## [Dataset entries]
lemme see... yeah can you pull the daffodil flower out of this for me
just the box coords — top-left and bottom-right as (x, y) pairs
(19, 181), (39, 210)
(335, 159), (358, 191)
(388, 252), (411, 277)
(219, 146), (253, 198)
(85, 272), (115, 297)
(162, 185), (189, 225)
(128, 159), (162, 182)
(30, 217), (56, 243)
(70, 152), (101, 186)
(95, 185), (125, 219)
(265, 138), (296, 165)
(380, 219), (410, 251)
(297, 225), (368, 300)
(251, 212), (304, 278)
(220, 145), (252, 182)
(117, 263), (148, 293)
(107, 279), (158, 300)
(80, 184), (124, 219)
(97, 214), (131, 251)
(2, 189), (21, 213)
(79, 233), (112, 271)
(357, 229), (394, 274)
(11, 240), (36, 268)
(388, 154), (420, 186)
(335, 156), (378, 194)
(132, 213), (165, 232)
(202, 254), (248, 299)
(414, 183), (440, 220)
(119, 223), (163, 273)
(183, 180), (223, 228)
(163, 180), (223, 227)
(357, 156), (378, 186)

## [About this task]
Output every line from the records, exactly as written.

## [Answer space]
lemme see... yeah can you pull the daffodil flower out of this for me
just the box coords — top-left and bottom-right as (x, y) pairs
(19, 181), (39, 210)
(335, 159), (358, 191)
(388, 252), (411, 277)
(219, 146), (253, 198)
(85, 272), (115, 297)
(162, 185), (189, 225)
(128, 159), (162, 182)
(30, 217), (56, 243)
(70, 152), (101, 186)
(95, 185), (125, 219)
(265, 138), (296, 165)
(380, 219), (410, 251)
(297, 225), (368, 300)
(251, 212), (304, 278)
(220, 145), (252, 182)
(117, 263), (148, 293)
(107, 279), (158, 300)
(80, 184), (124, 219)
(97, 214), (131, 251)
(2, 189), (21, 213)
(79, 233), (112, 271)
(357, 229), (394, 274)
(11, 240), (36, 268)
(388, 154), (420, 186)
(335, 156), (378, 194)
(132, 213), (165, 232)
(202, 254), (248, 299)
(414, 183), (440, 220)
(119, 223), (163, 273)
(183, 180), (223, 228)
(163, 180), (223, 227)
(357, 156), (378, 186)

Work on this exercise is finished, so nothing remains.